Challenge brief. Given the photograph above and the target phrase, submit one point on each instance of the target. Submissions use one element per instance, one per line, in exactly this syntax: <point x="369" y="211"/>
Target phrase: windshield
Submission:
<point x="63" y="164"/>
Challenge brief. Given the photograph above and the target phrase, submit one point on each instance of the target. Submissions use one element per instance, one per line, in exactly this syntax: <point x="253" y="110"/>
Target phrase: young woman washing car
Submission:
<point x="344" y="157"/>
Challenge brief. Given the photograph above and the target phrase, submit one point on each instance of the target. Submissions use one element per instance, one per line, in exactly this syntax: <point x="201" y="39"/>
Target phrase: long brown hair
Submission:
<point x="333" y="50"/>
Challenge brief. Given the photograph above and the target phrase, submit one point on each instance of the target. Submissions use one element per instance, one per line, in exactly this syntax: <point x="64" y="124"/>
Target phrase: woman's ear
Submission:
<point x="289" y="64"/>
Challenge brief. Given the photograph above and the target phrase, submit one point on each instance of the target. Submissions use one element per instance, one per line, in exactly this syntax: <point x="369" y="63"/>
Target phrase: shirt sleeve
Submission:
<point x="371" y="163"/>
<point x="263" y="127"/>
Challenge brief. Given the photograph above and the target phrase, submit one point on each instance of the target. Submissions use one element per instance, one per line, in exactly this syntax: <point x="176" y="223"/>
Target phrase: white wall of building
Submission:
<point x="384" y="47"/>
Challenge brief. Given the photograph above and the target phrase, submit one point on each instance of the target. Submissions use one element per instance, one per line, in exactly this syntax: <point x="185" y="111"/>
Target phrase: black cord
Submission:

EXERCISE OBJECTIVE - This exercise calls for repeating every line of the data exactly.

ANSWER BOX -
Challenge brief. Given the photograph above and the target phrase, submit one point on each instance of the target. Submissions use one element per instance, one per line, in exactly this syntax: <point x="369" y="211"/>
Target phrase: windshield
Submission:
<point x="63" y="164"/>
Challenge brief. Given the photograph above and the target phrase, submit one point on each instance of the target. Submissions use one element per instance, one per line, in exactly this syntax: <point x="253" y="110"/>
Target phrase: young woman washing car
Submission:
<point x="344" y="157"/>
Challenge brief. Given the photograph above and the target phrase, submit one point on each instance of the target. Submissions use one element per instance, one per line, in exactly this syntax: <point x="201" y="39"/>
Target phrase: long brown hair
Submission:
<point x="333" y="50"/>
Challenge brief. Given the photograph above and the target phrase, submit one point on each instance of the target. Submissions use one element per instance, one per line, in exactly this syntax: <point x="64" y="124"/>
Target phrase: woman's ear
Submission:
<point x="289" y="64"/>
Challenge brief. Given the photograph above and the target phrase, submit one point on each instance of the target. Submissions use one element per instance, one per line, in exactly this syntax: <point x="369" y="63"/>
Target phrase: shirt sleeve
Submission:
<point x="371" y="163"/>
<point x="263" y="127"/>
Challenge brief. Given the photograph above and the target phrase, submit one point on each instance of the target. Submissions use one element per instance, one per line, in exactly this syntax: <point x="176" y="223"/>
Target phrase: white wall of building
Submission:
<point x="384" y="47"/>
Challenge brief. Given the photograph above and the target phrase, submit one point on each instance of the target. Submissions use one element per instance, one per line, in exactly this syntax: <point x="185" y="111"/>
Target phrase: black cord
Submission:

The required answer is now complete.